Task to carry out: For this exercise, write out exactly the lines of the material from the one containing "Identify the beige" through the end, both ends included, and nothing more.

Data for this task:
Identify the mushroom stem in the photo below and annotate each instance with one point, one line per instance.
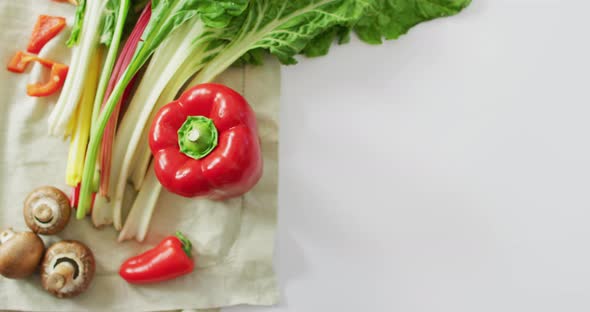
(43, 213)
(6, 235)
(62, 273)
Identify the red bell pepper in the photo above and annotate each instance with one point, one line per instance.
(45, 29)
(21, 60)
(170, 259)
(206, 144)
(56, 81)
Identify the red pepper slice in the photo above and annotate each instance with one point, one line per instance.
(56, 81)
(21, 60)
(206, 144)
(46, 28)
(170, 259)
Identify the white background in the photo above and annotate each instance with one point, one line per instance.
(445, 171)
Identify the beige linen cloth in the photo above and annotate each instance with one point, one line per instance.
(233, 240)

Answer section:
Identify the beige linen cloth in the photo above and annotate each instance with one point, one line per instance.
(233, 240)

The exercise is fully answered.